**TRY IT:**
Show only those lines of the entries where the string "tree" is found.

[Photo-based referring expression data]
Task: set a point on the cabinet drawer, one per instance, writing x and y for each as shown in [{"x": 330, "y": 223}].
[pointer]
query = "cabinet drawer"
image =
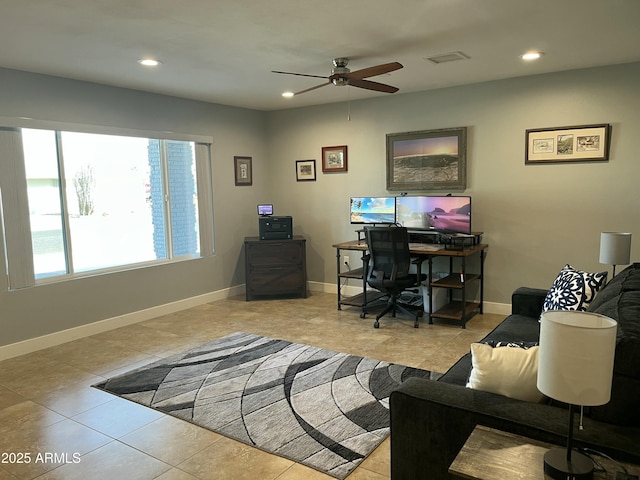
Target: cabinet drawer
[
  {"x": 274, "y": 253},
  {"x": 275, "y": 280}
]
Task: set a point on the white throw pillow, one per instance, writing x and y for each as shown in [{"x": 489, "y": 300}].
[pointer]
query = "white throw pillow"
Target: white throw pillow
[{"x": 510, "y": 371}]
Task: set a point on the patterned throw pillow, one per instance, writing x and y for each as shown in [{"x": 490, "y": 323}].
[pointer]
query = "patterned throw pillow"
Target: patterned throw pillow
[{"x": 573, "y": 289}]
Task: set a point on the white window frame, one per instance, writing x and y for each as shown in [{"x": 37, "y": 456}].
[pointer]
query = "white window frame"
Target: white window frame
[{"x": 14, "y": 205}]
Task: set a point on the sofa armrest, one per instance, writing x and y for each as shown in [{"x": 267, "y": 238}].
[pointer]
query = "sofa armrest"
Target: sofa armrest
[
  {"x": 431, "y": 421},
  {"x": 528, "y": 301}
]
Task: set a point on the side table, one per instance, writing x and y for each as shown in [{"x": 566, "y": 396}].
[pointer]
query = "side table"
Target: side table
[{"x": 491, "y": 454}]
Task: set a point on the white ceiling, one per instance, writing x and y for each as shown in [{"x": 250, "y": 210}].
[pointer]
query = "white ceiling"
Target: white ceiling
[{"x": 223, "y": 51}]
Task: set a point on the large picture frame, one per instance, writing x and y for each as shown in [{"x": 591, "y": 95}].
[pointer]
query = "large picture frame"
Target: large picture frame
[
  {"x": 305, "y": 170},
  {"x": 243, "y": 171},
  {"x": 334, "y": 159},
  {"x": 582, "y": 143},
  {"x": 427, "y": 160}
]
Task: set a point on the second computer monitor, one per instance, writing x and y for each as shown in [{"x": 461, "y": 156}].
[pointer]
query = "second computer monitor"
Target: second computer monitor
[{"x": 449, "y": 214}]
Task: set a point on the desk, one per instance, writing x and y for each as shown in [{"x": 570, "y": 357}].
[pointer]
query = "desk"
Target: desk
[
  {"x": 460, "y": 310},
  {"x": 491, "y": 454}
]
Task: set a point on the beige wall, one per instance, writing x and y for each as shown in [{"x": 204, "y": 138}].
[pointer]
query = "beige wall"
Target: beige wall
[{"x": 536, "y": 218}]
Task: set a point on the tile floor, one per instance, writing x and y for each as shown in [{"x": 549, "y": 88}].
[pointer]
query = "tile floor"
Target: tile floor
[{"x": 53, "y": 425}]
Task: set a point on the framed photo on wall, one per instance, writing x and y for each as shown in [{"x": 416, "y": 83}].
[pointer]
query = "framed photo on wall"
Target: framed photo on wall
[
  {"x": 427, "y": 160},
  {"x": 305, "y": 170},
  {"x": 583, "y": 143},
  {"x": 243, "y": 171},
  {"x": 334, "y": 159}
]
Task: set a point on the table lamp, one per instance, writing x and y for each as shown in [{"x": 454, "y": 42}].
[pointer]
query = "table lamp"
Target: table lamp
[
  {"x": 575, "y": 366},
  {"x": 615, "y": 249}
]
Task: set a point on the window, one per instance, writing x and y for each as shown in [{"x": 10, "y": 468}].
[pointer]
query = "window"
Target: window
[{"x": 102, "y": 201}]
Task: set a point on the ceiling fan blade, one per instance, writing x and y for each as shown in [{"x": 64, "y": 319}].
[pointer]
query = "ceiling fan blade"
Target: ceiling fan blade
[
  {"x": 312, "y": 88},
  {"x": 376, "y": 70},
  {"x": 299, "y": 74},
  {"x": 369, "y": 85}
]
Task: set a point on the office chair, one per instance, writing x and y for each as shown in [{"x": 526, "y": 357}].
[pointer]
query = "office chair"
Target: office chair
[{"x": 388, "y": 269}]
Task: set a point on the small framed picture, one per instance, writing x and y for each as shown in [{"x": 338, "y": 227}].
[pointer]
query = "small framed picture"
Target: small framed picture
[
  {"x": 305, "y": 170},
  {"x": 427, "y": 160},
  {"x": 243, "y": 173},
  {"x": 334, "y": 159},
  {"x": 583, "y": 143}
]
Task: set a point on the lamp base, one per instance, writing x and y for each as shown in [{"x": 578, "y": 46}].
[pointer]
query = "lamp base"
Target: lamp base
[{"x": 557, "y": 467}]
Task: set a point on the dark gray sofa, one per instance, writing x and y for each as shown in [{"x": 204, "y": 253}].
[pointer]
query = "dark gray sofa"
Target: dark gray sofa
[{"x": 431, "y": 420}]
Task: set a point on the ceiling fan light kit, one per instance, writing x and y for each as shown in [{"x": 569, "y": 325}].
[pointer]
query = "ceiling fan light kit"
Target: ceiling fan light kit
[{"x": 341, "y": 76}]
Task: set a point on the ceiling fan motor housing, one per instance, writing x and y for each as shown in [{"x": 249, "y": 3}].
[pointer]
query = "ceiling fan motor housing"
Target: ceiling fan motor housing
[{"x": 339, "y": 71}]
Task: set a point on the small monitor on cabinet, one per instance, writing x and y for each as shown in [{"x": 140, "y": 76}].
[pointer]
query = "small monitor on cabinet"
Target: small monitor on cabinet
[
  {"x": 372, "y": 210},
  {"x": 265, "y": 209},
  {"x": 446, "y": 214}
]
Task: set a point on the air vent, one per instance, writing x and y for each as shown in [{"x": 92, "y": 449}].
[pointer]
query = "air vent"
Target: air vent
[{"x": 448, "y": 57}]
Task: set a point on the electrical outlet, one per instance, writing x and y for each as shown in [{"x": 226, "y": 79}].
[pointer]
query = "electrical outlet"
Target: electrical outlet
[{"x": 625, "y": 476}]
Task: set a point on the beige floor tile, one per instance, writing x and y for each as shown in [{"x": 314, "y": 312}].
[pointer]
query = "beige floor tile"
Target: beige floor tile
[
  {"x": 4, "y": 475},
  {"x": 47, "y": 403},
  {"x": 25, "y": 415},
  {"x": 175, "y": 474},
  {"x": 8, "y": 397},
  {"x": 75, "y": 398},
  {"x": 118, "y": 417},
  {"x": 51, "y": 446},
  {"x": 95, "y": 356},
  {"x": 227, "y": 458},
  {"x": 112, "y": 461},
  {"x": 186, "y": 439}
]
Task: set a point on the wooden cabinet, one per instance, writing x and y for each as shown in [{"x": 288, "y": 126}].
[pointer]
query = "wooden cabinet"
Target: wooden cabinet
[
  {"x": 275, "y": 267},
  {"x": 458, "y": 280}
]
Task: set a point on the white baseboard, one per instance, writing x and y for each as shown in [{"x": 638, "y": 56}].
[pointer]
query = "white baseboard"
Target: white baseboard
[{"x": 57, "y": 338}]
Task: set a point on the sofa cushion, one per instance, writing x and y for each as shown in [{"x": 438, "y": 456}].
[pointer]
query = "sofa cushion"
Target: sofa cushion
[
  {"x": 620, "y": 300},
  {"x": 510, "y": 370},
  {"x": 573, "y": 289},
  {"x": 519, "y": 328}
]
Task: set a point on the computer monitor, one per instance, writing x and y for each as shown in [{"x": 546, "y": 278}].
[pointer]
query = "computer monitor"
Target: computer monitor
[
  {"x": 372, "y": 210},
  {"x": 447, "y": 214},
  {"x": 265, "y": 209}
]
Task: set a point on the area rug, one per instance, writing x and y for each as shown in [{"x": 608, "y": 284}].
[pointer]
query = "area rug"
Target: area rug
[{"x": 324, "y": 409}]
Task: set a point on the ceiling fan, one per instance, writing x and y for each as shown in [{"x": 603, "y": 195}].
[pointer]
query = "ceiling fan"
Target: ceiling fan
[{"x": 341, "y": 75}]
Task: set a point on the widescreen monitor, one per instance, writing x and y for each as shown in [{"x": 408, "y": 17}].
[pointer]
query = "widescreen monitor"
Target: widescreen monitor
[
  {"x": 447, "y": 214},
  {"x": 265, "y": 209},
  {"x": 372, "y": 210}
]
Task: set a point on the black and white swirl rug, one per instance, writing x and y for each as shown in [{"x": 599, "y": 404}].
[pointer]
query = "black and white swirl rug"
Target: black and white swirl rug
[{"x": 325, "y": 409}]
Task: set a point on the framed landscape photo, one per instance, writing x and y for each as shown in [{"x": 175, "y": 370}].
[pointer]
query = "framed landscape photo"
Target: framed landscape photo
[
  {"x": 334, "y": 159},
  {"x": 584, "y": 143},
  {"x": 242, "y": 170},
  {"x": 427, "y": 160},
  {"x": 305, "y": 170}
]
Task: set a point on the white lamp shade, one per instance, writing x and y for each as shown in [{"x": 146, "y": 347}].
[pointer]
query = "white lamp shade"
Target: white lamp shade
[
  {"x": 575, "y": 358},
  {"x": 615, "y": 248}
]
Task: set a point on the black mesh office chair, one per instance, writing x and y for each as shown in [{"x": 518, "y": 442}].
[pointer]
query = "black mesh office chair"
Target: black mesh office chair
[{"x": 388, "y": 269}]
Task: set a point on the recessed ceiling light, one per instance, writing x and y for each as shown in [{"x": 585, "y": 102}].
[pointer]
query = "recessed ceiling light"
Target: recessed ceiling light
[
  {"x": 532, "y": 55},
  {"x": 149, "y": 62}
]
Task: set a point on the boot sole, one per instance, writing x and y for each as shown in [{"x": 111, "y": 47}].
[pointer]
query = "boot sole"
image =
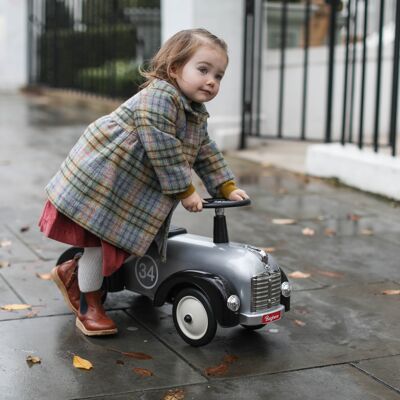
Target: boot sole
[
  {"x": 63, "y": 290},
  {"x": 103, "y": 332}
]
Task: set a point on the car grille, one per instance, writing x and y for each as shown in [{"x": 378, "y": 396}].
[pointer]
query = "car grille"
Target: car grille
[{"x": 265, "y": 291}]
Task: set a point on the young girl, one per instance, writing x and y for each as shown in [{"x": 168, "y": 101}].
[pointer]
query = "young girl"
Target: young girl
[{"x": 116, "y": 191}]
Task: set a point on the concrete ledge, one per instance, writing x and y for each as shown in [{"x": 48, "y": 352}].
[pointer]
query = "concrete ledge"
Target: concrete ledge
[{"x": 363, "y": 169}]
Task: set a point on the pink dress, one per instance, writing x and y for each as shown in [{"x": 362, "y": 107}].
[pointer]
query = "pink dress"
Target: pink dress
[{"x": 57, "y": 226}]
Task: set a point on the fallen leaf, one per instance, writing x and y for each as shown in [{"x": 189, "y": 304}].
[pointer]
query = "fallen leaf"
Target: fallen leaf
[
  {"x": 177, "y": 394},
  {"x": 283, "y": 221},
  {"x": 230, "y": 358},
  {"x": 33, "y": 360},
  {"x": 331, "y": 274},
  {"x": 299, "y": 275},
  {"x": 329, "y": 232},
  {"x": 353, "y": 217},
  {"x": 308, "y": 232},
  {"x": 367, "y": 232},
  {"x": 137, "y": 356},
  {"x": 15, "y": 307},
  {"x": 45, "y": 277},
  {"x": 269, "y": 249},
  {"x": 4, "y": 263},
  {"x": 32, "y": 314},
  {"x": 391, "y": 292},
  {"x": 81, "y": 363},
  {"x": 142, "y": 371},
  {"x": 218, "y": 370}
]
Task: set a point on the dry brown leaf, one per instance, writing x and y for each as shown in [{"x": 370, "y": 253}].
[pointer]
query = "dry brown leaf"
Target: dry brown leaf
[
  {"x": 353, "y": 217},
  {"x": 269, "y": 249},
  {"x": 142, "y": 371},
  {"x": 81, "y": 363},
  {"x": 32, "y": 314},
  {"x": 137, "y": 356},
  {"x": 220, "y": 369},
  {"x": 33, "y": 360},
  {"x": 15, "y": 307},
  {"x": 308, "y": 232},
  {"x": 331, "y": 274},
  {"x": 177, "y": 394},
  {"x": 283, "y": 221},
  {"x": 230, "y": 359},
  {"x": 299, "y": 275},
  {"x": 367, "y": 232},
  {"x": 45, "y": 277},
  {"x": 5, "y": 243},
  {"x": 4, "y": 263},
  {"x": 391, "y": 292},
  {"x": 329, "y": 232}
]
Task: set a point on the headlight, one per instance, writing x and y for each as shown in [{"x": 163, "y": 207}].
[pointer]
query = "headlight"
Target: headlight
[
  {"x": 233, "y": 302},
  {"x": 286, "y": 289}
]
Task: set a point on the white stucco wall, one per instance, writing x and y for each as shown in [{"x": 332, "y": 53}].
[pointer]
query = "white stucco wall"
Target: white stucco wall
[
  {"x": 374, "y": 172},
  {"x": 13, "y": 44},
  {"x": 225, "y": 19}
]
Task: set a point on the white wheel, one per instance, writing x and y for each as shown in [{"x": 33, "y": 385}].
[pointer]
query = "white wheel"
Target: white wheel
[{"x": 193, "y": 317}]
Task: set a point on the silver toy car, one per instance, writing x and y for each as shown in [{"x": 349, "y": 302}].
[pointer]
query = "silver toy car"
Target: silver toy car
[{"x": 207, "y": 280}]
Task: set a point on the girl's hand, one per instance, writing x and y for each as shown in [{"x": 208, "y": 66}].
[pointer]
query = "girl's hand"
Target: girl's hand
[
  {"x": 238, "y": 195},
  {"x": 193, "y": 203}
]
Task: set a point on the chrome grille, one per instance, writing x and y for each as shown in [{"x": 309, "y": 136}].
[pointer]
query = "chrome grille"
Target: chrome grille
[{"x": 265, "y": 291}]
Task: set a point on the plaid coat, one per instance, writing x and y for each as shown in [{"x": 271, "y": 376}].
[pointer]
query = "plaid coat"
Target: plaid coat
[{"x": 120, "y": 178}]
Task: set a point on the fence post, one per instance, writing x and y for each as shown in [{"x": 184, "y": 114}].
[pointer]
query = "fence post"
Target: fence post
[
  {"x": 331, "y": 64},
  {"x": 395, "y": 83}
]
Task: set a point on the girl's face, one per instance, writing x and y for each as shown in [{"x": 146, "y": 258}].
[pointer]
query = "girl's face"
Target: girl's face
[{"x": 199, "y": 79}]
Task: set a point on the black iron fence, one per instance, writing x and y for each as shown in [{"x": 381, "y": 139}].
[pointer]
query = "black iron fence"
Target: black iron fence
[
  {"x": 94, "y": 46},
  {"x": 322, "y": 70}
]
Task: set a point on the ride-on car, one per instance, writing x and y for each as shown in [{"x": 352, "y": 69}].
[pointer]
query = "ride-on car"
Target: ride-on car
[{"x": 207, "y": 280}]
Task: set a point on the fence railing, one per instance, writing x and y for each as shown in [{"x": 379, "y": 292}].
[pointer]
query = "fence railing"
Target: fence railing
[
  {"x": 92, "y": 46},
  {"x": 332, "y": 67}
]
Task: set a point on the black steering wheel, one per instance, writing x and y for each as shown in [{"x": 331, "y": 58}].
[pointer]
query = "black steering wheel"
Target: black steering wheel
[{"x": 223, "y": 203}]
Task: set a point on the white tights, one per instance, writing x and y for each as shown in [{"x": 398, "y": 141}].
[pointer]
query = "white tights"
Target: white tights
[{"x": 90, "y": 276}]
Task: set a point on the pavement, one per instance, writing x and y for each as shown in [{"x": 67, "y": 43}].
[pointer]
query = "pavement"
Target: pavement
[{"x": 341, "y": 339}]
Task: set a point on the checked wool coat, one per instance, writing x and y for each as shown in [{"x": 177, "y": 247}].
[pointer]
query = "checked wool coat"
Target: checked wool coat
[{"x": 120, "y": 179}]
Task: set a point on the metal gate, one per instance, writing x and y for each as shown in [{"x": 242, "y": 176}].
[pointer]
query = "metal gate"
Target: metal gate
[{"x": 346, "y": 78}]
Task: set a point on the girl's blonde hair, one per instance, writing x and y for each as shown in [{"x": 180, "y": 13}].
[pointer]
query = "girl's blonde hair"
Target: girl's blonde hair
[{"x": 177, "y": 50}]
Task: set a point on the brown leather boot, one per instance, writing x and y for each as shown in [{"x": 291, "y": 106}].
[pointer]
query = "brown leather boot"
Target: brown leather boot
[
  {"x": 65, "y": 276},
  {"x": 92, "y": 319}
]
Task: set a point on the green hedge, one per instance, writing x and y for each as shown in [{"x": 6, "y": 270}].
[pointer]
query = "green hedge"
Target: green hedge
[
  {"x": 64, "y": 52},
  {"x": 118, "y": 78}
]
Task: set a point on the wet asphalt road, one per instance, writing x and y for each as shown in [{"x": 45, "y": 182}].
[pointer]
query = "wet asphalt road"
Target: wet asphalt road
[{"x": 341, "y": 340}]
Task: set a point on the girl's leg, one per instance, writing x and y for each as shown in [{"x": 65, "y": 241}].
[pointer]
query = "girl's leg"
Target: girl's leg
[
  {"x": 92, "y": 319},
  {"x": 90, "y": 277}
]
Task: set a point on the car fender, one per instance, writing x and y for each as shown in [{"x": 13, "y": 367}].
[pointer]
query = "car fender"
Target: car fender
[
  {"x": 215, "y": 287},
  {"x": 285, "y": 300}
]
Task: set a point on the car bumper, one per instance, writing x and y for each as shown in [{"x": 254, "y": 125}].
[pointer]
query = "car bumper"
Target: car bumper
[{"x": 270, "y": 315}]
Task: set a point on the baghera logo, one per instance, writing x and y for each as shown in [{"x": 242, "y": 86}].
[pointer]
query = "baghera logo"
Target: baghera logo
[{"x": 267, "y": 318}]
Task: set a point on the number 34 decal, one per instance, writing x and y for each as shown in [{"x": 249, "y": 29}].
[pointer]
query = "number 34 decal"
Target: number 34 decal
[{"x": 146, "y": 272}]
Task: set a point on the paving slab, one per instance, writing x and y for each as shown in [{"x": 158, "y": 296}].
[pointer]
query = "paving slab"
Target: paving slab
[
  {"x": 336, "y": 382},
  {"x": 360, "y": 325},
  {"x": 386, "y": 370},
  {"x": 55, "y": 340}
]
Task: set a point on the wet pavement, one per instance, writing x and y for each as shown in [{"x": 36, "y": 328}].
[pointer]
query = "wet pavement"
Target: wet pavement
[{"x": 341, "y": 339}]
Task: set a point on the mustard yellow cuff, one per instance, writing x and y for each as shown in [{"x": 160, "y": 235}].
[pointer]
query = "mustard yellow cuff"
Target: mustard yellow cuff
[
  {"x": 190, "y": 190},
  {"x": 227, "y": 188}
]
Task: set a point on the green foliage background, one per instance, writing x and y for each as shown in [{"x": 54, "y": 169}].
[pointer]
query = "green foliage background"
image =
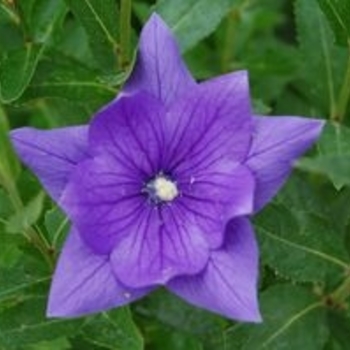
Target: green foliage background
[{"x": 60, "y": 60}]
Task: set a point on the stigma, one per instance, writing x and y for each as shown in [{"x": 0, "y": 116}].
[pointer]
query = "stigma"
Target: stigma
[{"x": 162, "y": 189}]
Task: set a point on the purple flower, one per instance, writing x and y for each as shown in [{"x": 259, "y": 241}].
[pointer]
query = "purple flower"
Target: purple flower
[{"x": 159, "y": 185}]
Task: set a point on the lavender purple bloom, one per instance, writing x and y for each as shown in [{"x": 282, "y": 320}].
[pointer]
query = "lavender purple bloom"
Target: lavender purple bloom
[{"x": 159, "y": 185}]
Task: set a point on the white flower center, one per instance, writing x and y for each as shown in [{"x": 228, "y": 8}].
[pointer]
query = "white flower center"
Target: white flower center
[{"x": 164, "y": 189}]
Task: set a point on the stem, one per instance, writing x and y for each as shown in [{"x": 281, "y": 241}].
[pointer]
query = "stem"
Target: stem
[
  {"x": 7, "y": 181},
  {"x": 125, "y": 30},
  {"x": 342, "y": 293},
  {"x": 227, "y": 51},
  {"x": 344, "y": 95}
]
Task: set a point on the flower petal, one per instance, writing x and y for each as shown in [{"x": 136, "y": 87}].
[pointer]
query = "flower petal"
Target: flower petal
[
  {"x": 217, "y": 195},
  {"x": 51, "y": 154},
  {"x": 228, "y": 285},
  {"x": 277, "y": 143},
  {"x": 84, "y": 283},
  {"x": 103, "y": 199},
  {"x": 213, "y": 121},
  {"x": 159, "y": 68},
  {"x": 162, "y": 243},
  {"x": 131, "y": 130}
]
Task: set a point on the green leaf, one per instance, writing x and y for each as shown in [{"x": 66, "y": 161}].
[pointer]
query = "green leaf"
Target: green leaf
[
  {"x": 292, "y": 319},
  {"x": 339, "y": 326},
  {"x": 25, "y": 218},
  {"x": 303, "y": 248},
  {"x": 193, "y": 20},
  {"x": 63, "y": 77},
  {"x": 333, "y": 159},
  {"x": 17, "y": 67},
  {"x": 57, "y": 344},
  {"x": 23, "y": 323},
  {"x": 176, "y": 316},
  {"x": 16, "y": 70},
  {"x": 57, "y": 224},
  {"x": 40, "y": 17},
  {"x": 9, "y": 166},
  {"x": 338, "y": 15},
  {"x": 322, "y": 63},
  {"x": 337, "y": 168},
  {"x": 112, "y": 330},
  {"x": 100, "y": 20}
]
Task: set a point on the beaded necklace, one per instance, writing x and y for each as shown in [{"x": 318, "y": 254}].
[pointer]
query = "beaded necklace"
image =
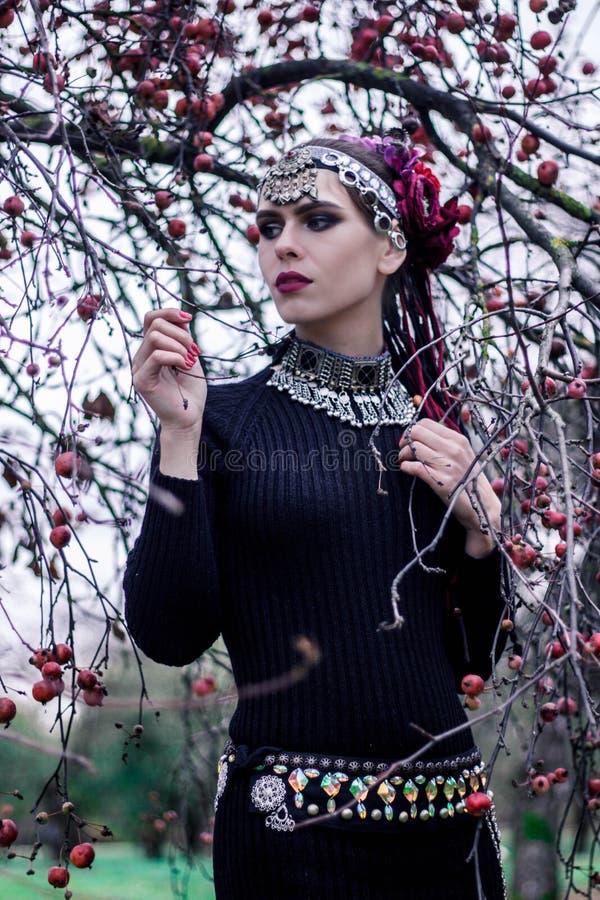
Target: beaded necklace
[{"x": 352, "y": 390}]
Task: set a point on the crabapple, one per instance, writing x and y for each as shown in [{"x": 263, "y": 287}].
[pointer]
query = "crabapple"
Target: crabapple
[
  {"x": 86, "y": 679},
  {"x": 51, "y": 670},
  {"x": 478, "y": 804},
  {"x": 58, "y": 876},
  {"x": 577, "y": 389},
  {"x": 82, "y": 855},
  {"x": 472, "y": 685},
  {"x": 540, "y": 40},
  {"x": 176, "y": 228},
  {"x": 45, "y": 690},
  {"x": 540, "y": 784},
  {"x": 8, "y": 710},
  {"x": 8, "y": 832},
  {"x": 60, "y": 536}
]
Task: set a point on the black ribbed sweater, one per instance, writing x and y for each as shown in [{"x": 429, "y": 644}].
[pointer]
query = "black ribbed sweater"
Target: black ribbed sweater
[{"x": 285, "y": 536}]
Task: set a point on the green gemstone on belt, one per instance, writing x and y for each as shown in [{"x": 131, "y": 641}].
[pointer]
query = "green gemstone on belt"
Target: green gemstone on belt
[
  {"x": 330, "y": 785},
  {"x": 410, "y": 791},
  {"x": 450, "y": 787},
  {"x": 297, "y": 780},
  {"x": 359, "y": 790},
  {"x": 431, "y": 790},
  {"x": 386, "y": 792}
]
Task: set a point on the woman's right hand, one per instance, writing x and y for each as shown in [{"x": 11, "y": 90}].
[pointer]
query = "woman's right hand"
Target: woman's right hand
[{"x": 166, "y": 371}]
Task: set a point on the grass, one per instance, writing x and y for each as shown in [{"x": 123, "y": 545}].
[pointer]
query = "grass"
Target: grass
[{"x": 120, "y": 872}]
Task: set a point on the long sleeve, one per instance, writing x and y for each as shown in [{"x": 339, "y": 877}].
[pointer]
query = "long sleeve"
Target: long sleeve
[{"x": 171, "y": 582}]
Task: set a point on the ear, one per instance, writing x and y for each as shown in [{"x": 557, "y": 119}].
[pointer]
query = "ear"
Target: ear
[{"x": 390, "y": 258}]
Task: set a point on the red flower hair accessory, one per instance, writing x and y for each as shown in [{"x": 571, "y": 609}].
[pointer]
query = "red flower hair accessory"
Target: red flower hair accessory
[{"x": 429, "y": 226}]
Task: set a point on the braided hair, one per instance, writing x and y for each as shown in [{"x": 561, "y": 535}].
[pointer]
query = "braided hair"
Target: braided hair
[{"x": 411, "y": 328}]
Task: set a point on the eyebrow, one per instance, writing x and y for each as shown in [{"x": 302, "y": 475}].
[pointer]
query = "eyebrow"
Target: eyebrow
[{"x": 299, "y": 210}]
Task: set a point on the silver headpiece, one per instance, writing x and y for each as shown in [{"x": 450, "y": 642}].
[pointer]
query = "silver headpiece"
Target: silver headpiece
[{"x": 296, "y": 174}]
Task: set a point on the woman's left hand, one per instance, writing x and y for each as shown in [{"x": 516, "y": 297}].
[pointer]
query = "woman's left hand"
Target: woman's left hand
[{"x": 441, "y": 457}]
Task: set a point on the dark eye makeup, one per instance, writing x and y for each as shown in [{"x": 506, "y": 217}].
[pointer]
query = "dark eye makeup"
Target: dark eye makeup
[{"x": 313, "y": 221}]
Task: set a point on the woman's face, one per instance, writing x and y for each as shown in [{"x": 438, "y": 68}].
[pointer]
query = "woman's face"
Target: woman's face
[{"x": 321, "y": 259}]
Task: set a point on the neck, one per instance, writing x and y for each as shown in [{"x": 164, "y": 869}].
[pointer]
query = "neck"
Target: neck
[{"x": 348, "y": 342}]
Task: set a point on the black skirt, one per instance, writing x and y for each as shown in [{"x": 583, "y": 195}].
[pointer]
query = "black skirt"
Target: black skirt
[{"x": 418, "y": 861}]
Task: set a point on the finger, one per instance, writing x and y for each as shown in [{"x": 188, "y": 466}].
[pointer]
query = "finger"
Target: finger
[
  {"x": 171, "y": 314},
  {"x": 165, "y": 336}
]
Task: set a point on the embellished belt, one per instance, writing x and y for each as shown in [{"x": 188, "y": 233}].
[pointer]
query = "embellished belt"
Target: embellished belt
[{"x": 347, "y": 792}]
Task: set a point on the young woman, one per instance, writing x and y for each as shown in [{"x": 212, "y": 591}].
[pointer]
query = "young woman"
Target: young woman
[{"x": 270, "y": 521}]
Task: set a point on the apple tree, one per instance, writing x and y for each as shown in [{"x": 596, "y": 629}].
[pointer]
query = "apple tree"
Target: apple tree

**EXERCISE OUTPUT:**
Task: set a point on the apple tree, one per instance, writing x and y for each as shown in [{"x": 596, "y": 629}].
query = "apple tree"
Target: apple tree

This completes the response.